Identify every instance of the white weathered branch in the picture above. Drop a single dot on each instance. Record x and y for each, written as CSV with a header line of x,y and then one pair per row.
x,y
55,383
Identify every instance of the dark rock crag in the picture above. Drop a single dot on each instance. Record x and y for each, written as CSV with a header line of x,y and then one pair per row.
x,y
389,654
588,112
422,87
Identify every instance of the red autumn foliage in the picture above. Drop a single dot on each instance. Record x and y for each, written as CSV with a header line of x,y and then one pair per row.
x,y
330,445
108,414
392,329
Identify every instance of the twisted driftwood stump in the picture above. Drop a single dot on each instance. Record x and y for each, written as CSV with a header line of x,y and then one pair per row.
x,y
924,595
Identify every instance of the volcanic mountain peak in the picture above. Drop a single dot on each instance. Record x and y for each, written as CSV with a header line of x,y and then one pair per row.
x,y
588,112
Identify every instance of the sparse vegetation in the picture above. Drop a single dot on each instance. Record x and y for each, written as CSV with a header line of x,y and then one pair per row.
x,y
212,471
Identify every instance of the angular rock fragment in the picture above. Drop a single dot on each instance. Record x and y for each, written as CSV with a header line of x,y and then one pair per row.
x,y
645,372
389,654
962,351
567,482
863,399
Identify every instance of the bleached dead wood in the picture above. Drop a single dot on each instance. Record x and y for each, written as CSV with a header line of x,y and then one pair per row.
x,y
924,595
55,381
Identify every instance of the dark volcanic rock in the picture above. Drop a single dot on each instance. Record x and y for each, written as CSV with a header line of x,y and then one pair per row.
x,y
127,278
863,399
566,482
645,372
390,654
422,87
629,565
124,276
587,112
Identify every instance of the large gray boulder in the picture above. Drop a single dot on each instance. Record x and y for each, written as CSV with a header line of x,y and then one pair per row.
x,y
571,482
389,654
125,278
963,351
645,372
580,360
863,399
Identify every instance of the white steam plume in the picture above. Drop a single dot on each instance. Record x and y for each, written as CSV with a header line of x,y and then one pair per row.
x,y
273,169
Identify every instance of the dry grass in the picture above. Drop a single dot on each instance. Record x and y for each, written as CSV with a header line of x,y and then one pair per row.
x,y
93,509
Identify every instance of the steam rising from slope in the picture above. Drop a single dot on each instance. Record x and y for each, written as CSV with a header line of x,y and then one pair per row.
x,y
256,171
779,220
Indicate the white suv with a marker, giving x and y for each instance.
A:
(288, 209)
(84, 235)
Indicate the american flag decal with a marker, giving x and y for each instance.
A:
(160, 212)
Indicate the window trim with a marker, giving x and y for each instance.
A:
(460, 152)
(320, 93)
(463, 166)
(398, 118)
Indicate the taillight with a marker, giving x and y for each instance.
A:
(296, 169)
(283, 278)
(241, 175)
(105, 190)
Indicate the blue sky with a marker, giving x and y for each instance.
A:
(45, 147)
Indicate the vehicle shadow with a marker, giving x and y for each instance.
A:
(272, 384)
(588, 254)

++++

• **REQUIRED WORK**
Each line holding "Indicate" in the records should be copied out.

• **RESPONSE BOX**
Indicate the white suv with a marker, giving x and y for each instance.
Indicate the american flag decal with a marker, giving x and y for each instance.
Indicate the window trim with a marker, giving x and y for each instance.
Indicate the taillight with a marker, giving x and y for each instance.
Indicate the blue sky with a marker, giving x and y for each instance.
Indicate the vehicle shadow with a marker, giving x and y for each instance.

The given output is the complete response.